------ TEXT SHOWN
But right now in Georgia, there are several bills targeting Black history — my history. These classroom censorship bills tell people like me, “You’re just not American enough.” They’re just like bills that criminalize protest, suppress voters of color and entrench oppression against people like me.

One bill would fine public schools that refuse to ban discussions of white supremacy. Some criminalize librarians if they don’t remove Toni Morrison from the bookshelves. Some ban teachers from receiving training on inclusion and anti-racism.

I know racism isn’t just historic because I live it every day.

When legislators imposed austerity cuts to state funding for schools for two decades, which is longer than my lifetime, it disproportionately impacted majority-minority schools like mine and those across the Black Belt of South Georgia. That was racism. When none of my teachers look like me, that’s racism. And when we pass laws that affirm this bigotry, that’s systemic racism — the very form of racism our legislators deny exists.

As a Black student who has sat in Georgia classrooms since I was 6, this resonates with me because it seems like bigoted politicians don’t care about my right to learn factual history and history that still affects me today. Racism isn’t when we acknowledge race — it’s when we erase it, erase our history.

For history to not repeat itself, we must educate ourselves on everything that has happened, positive or negative. Instead of hiding behind a version of a perfect America that has no flaws facade, we must face these issues head on. That requires honest education. My peers and I should not have to skip class or spend our afternoons fighting and pushing for our right to learn — but we will, and we are.

Hundreds of students gathered at the Capitol recently to protest these bills. They spoke out, marched, and called legislators. College students are testifying at committee hearings about the importance of protecting free speech. Georgia’s youth know exactly what these classroom censorship bills attack — the American history of Black people.
------------
------ ITEMS
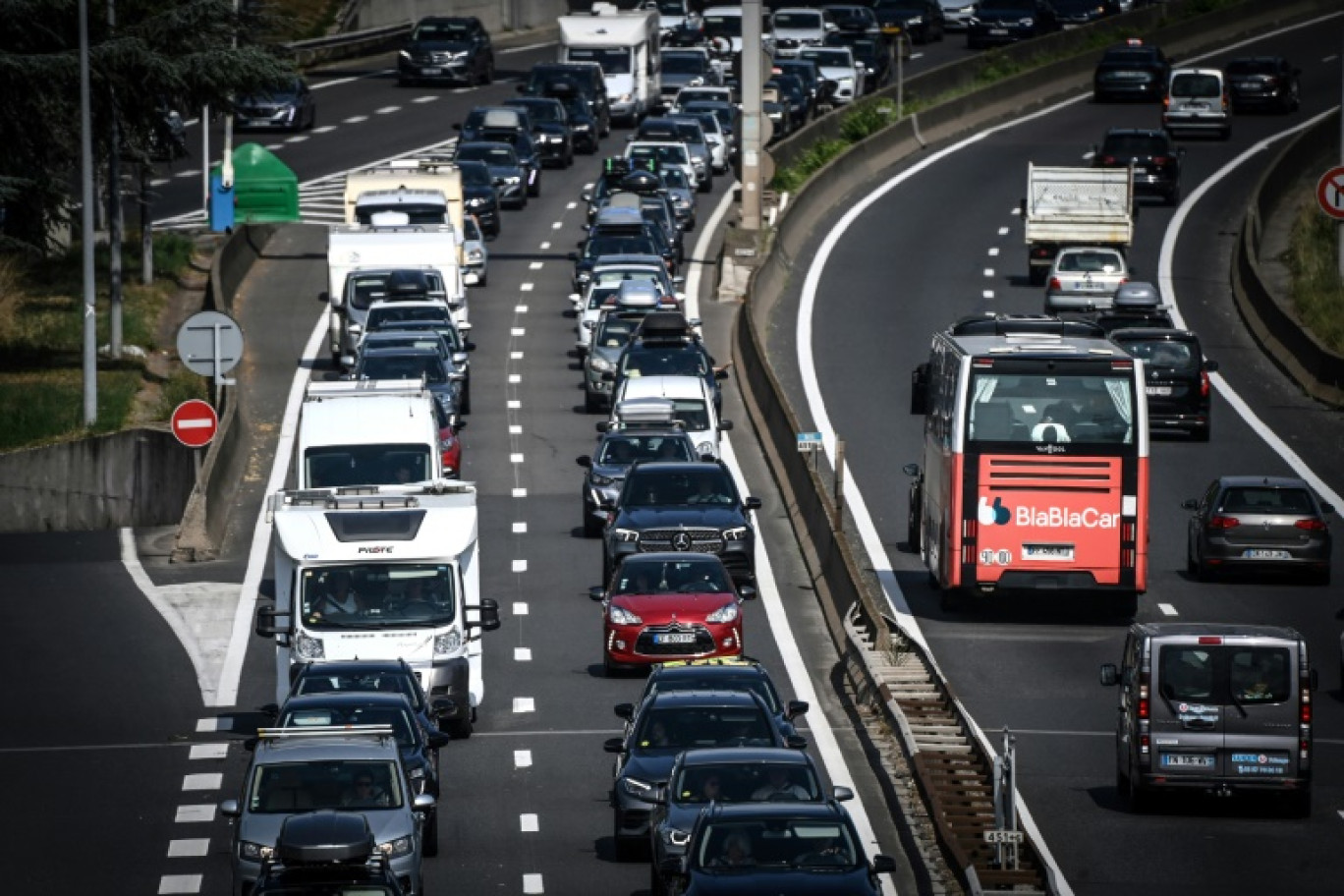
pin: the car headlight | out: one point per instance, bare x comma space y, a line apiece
------------
------ ITEMS
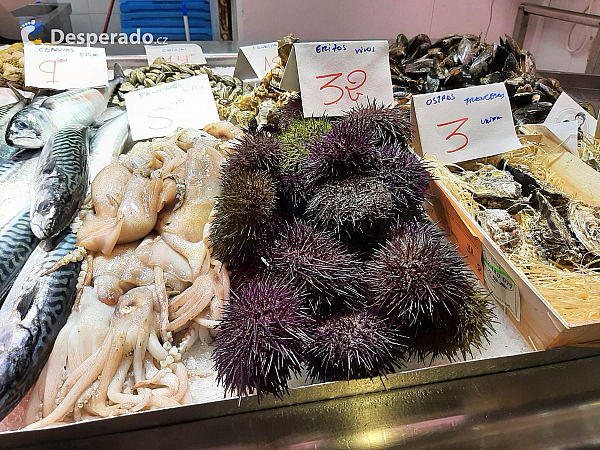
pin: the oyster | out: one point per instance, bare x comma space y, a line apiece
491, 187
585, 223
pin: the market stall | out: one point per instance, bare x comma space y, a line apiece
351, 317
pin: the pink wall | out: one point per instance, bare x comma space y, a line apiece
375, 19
------------
------ ITEMS
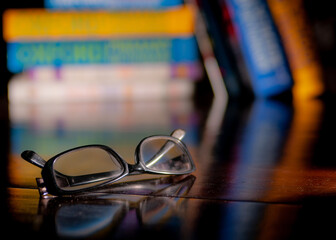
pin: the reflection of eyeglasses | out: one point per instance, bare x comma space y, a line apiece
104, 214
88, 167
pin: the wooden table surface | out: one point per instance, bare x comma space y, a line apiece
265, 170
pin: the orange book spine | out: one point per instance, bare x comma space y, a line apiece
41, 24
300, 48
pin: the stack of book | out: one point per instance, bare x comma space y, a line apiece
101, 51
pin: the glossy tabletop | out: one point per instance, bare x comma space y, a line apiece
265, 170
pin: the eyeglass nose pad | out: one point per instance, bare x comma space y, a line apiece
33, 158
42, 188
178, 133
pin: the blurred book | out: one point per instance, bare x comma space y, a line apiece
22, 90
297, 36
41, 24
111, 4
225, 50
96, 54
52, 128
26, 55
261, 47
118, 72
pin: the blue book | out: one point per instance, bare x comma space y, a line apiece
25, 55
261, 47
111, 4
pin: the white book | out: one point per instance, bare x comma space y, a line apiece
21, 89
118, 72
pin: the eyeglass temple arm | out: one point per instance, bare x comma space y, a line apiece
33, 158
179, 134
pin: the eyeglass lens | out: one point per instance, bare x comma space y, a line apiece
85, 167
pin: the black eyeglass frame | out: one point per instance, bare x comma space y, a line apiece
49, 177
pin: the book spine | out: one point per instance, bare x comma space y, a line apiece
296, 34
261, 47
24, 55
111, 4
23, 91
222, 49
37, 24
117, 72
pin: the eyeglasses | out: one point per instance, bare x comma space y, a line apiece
------------
EXERCISE REQUIREMENTS:
- a) Answer these questions about the text on Georgia's classroom censorship bills:
(i) What would one bill fine public schools for?
(ii) For how long did legislators impose austerity cuts to state funding for schools?
(iii) Where did hundreds of students recently gather to protest the bills?
- b) Arrange everything in the entries from the line containing "pin: the blue" down to the line containing "pin: the eyeglasses", both lines included, as a JSON list of strings with one string per line and no blank lines.

FULL ANSWERS:
- a)
(i) Refusing to ban discussions of white supremacy.
(ii) Two decades.
(iii) At the Capitol.

- b)
[
  "pin: the blue book | out: one point per instance, bare x comma space y, a line apiece",
  "25, 55",
  "261, 47",
  "111, 4",
  "pin: the white book | out: one point per instance, bare x comma space y, a line apiece",
  "21, 89",
  "118, 72",
  "pin: the eyeglass temple arm | out: one point per instance, bare x comma space y, a line apiece",
  "33, 158",
  "179, 134",
  "pin: the eyeglass lens | out: one point per instance, bare x comma space y, a line apiece",
  "85, 167",
  "pin: the black eyeglass frame | out: one point per instance, bare x comma space y, a line apiece",
  "49, 177",
  "pin: the book spine | out: one point per instance, bare x comma space y, a line apiece",
  "296, 34",
  "261, 47",
  "24, 55",
  "111, 4",
  "23, 91",
  "222, 49",
  "37, 24",
  "117, 72",
  "pin: the eyeglasses | out: one point per instance, bare x comma space y, a line apiece"
]